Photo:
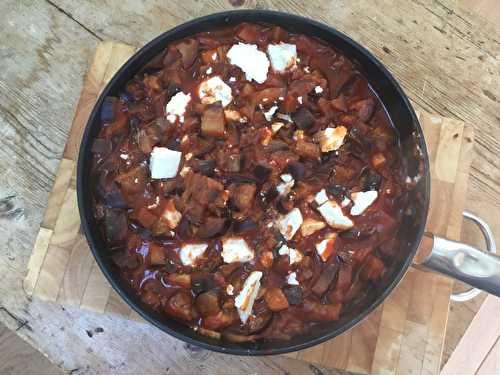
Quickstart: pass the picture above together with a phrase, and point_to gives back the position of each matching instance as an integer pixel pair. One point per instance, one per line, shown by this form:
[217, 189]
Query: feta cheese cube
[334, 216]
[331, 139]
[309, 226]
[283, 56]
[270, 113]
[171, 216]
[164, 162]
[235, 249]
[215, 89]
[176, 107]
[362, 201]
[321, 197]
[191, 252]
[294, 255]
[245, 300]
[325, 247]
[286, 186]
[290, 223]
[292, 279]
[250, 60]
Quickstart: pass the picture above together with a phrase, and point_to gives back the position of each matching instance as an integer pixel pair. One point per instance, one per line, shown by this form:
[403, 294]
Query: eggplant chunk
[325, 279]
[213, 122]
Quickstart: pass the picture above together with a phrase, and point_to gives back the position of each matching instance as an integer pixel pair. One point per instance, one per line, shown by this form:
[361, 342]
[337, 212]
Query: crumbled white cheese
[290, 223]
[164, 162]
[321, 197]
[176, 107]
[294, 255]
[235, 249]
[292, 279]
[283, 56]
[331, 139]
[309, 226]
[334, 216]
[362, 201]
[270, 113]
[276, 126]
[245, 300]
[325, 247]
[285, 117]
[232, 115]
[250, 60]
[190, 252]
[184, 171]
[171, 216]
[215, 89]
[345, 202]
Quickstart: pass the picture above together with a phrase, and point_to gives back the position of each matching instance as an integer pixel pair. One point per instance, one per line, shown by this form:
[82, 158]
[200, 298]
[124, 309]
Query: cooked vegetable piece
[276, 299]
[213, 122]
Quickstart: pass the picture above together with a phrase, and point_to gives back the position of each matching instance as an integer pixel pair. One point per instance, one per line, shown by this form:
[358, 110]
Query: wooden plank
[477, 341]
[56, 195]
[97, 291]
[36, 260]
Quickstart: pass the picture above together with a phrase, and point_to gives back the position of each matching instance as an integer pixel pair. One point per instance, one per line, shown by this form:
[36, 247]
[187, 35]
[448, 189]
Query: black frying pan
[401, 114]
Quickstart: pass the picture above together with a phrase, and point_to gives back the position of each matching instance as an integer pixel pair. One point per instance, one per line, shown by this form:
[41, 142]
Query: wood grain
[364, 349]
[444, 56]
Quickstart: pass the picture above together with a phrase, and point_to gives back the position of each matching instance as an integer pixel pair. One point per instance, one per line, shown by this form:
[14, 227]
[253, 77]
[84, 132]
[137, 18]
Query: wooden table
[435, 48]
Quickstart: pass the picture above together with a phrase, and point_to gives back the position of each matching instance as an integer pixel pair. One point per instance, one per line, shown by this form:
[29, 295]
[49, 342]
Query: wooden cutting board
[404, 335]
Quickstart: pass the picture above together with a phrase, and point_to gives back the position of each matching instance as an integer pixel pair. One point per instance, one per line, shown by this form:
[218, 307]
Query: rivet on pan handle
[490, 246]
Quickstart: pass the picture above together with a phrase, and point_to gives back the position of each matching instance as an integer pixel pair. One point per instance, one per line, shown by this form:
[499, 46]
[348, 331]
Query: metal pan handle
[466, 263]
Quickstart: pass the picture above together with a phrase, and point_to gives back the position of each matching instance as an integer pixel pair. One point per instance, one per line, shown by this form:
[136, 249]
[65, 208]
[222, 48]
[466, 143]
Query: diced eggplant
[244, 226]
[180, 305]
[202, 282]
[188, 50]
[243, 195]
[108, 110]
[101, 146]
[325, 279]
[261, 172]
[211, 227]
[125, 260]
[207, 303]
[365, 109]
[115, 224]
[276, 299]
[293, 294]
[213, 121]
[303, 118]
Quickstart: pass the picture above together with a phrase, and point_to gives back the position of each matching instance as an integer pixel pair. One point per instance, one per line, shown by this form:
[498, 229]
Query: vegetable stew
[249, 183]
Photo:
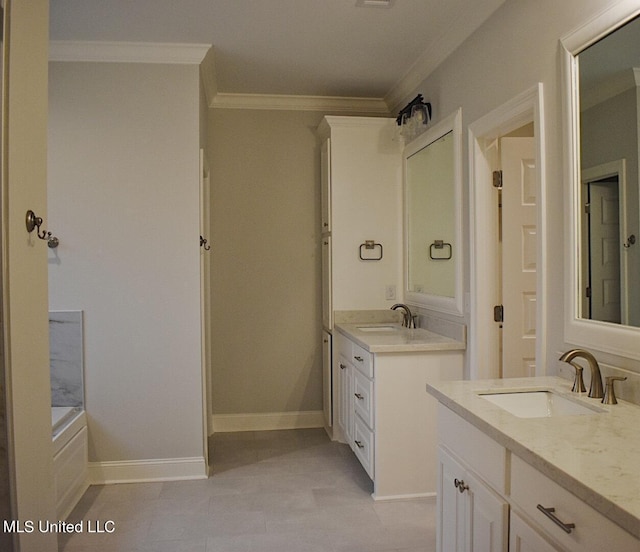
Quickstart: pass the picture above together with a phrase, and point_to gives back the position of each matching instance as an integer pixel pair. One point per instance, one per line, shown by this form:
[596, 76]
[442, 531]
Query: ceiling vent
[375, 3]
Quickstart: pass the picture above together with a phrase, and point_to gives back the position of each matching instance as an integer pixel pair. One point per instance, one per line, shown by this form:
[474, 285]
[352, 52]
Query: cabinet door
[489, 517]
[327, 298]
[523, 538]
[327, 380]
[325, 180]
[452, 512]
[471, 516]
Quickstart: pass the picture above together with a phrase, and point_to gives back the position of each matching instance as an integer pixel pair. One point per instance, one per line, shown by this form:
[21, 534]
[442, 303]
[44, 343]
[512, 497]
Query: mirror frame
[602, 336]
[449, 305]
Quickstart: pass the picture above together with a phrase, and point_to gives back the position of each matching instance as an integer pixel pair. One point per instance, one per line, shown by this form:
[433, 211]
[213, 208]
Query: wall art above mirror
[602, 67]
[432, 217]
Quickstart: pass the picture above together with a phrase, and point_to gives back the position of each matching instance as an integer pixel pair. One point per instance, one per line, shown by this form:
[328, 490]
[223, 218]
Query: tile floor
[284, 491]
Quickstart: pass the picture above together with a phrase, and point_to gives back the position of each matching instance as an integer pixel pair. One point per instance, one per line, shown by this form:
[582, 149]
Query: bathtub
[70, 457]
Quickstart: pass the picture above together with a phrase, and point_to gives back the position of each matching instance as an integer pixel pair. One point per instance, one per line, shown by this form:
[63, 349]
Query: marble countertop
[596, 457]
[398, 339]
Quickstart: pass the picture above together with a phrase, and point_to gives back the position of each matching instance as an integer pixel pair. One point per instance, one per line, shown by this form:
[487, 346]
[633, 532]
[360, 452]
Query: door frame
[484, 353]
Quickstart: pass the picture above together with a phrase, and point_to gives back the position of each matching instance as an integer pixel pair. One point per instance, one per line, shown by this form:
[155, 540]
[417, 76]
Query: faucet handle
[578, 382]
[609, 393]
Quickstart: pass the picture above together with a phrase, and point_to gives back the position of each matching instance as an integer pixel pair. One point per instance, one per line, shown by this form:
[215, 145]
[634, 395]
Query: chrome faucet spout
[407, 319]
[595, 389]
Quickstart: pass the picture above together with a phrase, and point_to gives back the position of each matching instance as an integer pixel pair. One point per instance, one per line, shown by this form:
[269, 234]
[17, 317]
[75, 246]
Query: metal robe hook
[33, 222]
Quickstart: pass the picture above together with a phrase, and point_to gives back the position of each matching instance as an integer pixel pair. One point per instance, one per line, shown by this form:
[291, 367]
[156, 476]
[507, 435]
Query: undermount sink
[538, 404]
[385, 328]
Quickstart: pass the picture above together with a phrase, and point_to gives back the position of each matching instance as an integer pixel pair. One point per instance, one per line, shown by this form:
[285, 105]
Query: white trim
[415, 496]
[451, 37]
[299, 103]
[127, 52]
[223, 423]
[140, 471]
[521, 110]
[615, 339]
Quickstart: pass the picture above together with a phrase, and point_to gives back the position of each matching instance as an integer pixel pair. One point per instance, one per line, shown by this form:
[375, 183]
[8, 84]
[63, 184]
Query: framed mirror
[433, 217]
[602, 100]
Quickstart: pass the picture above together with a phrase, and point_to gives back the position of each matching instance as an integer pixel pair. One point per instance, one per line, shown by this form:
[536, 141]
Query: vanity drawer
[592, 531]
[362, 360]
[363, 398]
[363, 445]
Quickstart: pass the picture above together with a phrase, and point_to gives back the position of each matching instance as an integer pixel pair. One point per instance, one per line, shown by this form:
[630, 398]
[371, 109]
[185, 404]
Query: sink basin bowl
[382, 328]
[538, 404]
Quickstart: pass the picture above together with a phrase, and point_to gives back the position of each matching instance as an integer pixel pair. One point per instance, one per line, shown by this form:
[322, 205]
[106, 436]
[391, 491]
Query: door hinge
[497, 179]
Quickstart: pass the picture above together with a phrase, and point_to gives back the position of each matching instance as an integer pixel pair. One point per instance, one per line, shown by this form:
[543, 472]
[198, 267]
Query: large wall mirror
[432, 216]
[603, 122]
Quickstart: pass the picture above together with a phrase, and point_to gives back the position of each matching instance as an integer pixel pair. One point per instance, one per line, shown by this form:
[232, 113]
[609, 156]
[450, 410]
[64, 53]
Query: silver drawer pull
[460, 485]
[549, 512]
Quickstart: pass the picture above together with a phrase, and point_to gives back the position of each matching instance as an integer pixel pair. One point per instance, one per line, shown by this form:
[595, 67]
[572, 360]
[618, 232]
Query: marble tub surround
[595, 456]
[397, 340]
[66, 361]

▶ [Aim of the task]:
Which lines of the material contain the string "handle", matching case exactly? Show each of those lines in full.

▶ [Output]:
Query: rivet on pan handle
Query: metal pan handle
Query: faucet handle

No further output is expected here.